#### [WHAT TO DO]
Where the listing shows an image, skip it and output all other material unchanged.

[[ DATA PROVIDED open ]]

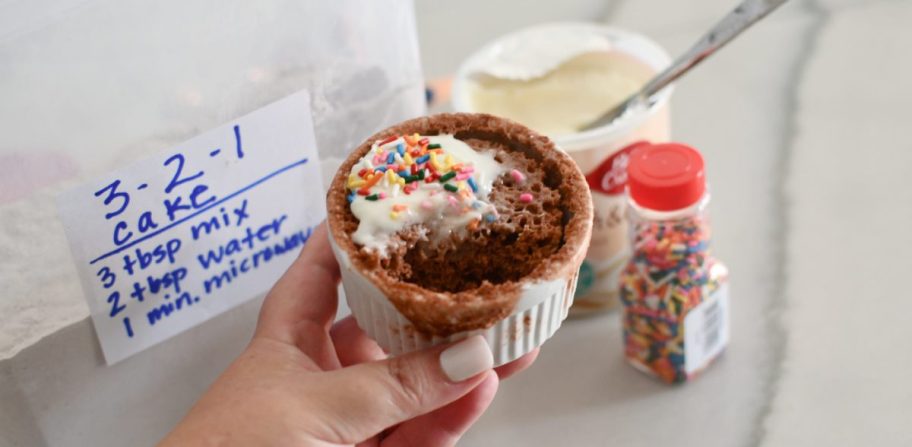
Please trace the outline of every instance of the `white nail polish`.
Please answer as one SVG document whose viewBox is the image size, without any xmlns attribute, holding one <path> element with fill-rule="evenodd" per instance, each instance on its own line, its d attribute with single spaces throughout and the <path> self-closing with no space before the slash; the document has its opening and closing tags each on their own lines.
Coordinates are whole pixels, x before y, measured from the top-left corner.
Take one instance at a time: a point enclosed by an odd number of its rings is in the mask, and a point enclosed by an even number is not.
<svg viewBox="0 0 912 447">
<path fill-rule="evenodd" d="M 452 382 L 462 382 L 494 366 L 488 342 L 474 335 L 440 353 L 440 367 Z"/>
</svg>

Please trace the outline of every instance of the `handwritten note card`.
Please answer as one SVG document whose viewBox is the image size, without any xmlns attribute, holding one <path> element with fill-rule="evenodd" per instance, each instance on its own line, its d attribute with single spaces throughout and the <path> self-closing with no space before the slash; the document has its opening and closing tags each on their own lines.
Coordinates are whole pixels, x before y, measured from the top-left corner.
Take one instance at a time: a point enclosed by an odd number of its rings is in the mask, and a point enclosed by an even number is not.
<svg viewBox="0 0 912 447">
<path fill-rule="evenodd" d="M 62 194 L 108 364 L 269 289 L 325 215 L 307 92 Z"/>
</svg>

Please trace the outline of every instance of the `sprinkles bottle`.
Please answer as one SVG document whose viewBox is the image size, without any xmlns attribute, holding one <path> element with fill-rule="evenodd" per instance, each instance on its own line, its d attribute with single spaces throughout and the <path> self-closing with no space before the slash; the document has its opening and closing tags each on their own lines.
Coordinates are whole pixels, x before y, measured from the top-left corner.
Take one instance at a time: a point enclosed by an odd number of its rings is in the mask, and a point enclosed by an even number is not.
<svg viewBox="0 0 912 447">
<path fill-rule="evenodd" d="M 621 274 L 624 352 L 637 369 L 685 382 L 728 344 L 728 270 L 710 252 L 703 157 L 677 143 L 630 156 L 632 257 Z"/>
</svg>

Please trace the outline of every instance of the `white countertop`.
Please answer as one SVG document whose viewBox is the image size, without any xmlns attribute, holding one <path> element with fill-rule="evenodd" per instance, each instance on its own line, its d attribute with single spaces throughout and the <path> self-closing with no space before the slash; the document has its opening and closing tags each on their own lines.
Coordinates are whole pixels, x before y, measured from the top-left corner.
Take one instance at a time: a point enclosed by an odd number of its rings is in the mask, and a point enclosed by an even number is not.
<svg viewBox="0 0 912 447">
<path fill-rule="evenodd" d="M 436 77 L 497 35 L 554 20 L 604 19 L 678 54 L 735 1 L 416 3 L 423 64 Z M 895 280 L 912 266 L 910 23 L 912 0 L 792 0 L 679 84 L 673 135 L 706 155 L 714 247 L 732 272 L 732 341 L 719 362 L 667 386 L 624 362 L 617 314 L 567 321 L 461 445 L 912 445 L 912 300 Z M 54 112 L 42 111 L 57 122 Z M 88 178 L 134 155 L 97 167 L 59 160 L 52 174 L 65 185 L 74 170 Z M 258 301 L 104 367 L 75 271 L 61 261 L 59 189 L 0 216 L 0 236 L 45 253 L 0 260 L 0 445 L 151 444 L 242 348 Z M 39 265 L 26 273 L 47 280 L 8 273 Z M 148 373 L 162 364 L 166 373 Z M 115 424 L 99 417 L 124 408 L 131 416 Z"/>
<path fill-rule="evenodd" d="M 679 54 L 734 3 L 611 2 L 607 23 Z M 912 444 L 910 21 L 910 1 L 793 0 L 679 83 L 672 133 L 706 155 L 732 271 L 721 361 L 667 386 L 625 363 L 617 314 L 567 321 L 463 445 Z M 490 38 L 438 25 L 419 21 L 431 75 Z"/>
</svg>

[[ DATA PROVIDED closed ]]

#### [TASK OUTPUT]
Please trace the outline of every instance of the `white nail polish`.
Please answer as one SVG document whose viewBox is the image size, without any xmlns attribute, holding one <path> element with fill-rule="evenodd" per instance, each instance on its own line, its d attribute with single spaces throughout and the <path> self-closing with no space before the slash; the document has its opening and closing tags each on their own lines.
Coordinates are whole pixels, x before y, measured from the top-left corner.
Take one instance at a time: a point enclosed by an odd number of its rings is in the mask, and a point enclosed by an even number is not.
<svg viewBox="0 0 912 447">
<path fill-rule="evenodd" d="M 452 382 L 462 382 L 494 366 L 488 342 L 474 335 L 440 353 L 440 367 Z"/>
</svg>

Please trace the outline of every instance of the `handwritten note card`.
Please answer as one SVG document whose viewBox is the image size, without any xmlns attribute, holding one <path> element with fill-rule="evenodd" per instance, each instance on its own line, its d attribute with single spaces throughout and the <path> self-closing with no space before the slash; the document has its opening and closing tags each on their own lines.
Coordinates are whole pixels, x before y, measured from the top-left corner.
Take one instance at a time: a point enclosed by an odd number of its rings is in the mask, and a point enclosed by an even number is not.
<svg viewBox="0 0 912 447">
<path fill-rule="evenodd" d="M 62 194 L 108 364 L 269 289 L 325 215 L 307 92 Z"/>
</svg>

Please trace the outline of every instance of the `sprinkles bottle`.
Please answer as one SVG document whose viewBox is the image size, without any xmlns attribute, holding one <path> element with fill-rule="evenodd" per instance, each instance on its own line, its d attribute with single spaces throughout and the <path> self-closing with no space before the slash; the document has its opening and closing tags each on their own lines.
Coordinates are whole pixels, x before y, measured from the top-left corner.
Take one instance at a time: a point enclosed by an odd number of its rings is in the mask, and a point enclosed by an even number is not.
<svg viewBox="0 0 912 447">
<path fill-rule="evenodd" d="M 621 274 L 624 352 L 637 369 L 685 382 L 728 344 L 728 270 L 710 252 L 703 157 L 677 143 L 630 156 L 632 257 Z"/>
</svg>

Please trace the outline of every instance of the `white countertop`.
Please answer as one SVG document whose viewBox is the image size, without any xmlns attribute, holding one <path> element with fill-rule="evenodd" per instance, each instance on its own line, its d attribute with single spaces throughout and the <path> self-closing with no space before the slash; the document has its opening and closing tags each on their own lines.
Coordinates are whole pixels, x before y, measured from the top-left corner.
Take one instance at a time: a point enclosed by an odd number of its rings is in the mask, and a point enclosed by an even number is not.
<svg viewBox="0 0 912 447">
<path fill-rule="evenodd" d="M 436 77 L 497 35 L 554 20 L 604 19 L 678 54 L 735 1 L 416 3 L 423 64 Z M 895 280 L 912 266 L 910 23 L 912 0 L 792 0 L 679 84 L 673 135 L 706 155 L 714 247 L 732 272 L 732 341 L 719 362 L 667 386 L 624 362 L 617 314 L 567 321 L 461 445 L 912 445 L 912 300 Z M 54 112 L 42 111 L 57 122 Z M 88 178 L 134 155 L 97 167 L 59 160 L 52 174 L 65 185 L 74 170 Z M 258 301 L 104 367 L 75 271 L 61 261 L 59 189 L 0 216 L 0 236 L 45 253 L 0 260 L 0 445 L 151 444 L 242 348 Z M 39 265 L 26 273 L 47 280 L 8 273 Z M 148 373 L 162 364 L 166 373 Z M 115 424 L 99 417 L 124 408 L 131 416 Z"/>
<path fill-rule="evenodd" d="M 679 54 L 734 3 L 611 2 L 607 23 Z M 912 444 L 910 21 L 910 1 L 793 0 L 679 83 L 672 133 L 706 155 L 732 271 L 721 361 L 667 386 L 625 363 L 617 314 L 567 321 L 463 445 Z M 490 38 L 438 25 L 419 21 L 431 75 Z"/>
</svg>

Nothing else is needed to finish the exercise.